Historical adventures have been wired into the TARDIS console since Doctor Who’s first serial. Even in their prestigious and epic prime during those early years, some were less enthralling than others. It didn’t take long for the story length to shorten and the educational slant of those slightly loose historical ganders like The Aztecs and The Romans to give way to a science fiction influence. In fact, the last Who historical story of any weight that featured not a toot of a sci-fi conceit was 1966’s The Highlanders – notable for introducing one of the all-time great and, therefore surprisingly, male companions in Frazer Hines’ Jamie McCrimmon, primed to last the entirety of the Second Doctor’s run. The actual last was the slight Black Orchid in 1982, but as that also avoided any historical point of interest it’s easy to overlook.

Recorded data

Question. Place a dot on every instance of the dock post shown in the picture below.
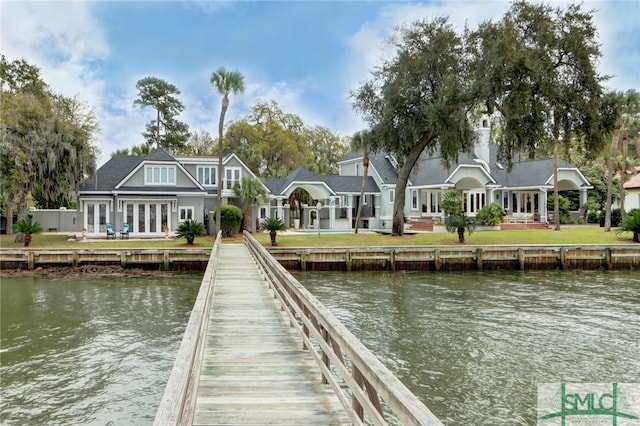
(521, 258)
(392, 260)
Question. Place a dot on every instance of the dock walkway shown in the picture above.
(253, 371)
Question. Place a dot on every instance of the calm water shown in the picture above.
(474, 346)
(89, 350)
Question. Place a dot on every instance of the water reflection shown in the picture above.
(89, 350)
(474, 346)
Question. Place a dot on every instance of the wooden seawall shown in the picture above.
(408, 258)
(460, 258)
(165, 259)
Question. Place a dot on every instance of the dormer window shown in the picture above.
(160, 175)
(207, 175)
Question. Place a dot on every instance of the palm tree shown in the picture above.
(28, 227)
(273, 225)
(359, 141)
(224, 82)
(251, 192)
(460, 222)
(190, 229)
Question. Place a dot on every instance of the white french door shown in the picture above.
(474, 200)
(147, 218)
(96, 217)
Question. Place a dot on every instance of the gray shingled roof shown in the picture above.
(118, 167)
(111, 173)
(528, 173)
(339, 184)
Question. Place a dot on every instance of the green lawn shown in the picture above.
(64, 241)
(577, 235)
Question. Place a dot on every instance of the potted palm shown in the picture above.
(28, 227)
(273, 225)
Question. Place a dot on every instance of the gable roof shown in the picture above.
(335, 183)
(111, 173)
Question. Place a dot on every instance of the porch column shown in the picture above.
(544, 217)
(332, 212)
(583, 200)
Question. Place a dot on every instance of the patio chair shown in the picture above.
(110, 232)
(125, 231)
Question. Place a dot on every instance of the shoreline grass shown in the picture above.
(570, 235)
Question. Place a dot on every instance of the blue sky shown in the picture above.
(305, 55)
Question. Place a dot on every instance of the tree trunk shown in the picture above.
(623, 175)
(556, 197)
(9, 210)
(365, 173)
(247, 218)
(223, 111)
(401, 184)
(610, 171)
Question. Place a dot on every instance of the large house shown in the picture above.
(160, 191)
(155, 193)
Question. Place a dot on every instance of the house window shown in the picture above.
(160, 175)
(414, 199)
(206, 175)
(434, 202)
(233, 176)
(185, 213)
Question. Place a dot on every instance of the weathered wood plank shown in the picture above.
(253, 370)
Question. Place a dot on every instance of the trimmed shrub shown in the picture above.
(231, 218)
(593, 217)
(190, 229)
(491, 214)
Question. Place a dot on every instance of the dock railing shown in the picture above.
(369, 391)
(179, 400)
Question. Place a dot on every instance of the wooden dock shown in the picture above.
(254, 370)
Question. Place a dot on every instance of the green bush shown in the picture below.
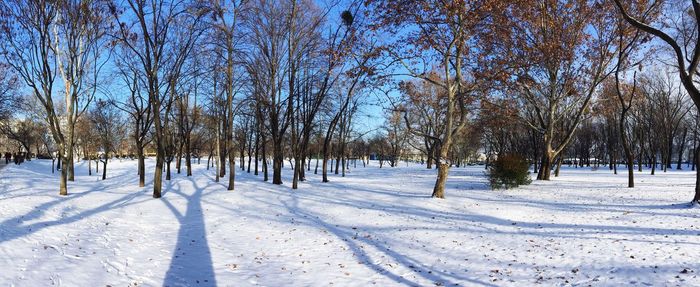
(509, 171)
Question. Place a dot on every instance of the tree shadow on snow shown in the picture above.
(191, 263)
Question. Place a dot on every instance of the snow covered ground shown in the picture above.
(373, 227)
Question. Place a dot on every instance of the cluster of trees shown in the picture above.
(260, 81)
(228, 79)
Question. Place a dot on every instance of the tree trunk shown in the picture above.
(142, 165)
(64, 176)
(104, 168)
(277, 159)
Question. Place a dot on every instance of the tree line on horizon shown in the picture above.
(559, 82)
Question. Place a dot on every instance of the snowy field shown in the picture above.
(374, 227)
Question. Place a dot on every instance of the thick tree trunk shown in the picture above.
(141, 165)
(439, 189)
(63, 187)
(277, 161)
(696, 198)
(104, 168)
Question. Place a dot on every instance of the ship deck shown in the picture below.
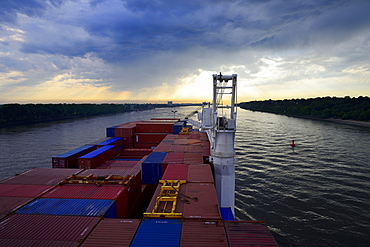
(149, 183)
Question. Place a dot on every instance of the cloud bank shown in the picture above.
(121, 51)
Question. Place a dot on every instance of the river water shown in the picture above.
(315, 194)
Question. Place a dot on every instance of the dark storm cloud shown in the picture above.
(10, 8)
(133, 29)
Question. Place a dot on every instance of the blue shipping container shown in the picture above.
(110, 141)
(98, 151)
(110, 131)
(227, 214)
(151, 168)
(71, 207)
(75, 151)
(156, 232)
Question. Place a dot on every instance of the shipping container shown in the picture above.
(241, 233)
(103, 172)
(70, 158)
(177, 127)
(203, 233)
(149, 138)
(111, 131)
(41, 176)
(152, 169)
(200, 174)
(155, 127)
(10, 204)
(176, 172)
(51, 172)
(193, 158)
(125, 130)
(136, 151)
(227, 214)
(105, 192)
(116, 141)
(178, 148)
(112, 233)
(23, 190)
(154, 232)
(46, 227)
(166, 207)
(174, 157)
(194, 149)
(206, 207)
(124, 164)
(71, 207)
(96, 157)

Exercises =>
1) In the Doctor Who historicals passage, which companion did The Highlanders introduce?
2) Write the next part of the passage on Doctor Who's historical adventures, picking up after its last sentence.

Per-task outputs =>
1) Jamie McCrimmon, played by Frazer Hines.

2)
The slice of sci-fi became the de facto way to judge historical adventures…
During the show’s 26 year classic run, historical stories managed to hit a higher bar and avoid derision more often than their futuristic cousins, even though the majority carried at least an edge of science fiction. And that slice of sci-fi became a de facto way to judge them. Even when the classic series got things slightly wrong, many of them proved their staying power. There was the impressive medieval introduction for the Sontarans in Robert Holmes fantastic The Time Warrior, an adventure that pitted the Third Doctor against grumpy barons and castle sieges. Famously a serial where script editor Terrance Dicks recommended that the sceptical Holmes research the period in the children’s section of a library. Not fond of historical adventures was Mr Holmes. When later script editor himself, Holmes would get suitable revenge by commissioning Dicks to craft his own historical story The Horror of Fang Rock around a lighthouse. When Dicks protested that he knew little about lighthouses, it was with a wry acceptance that he was directed to the children’s section of a library.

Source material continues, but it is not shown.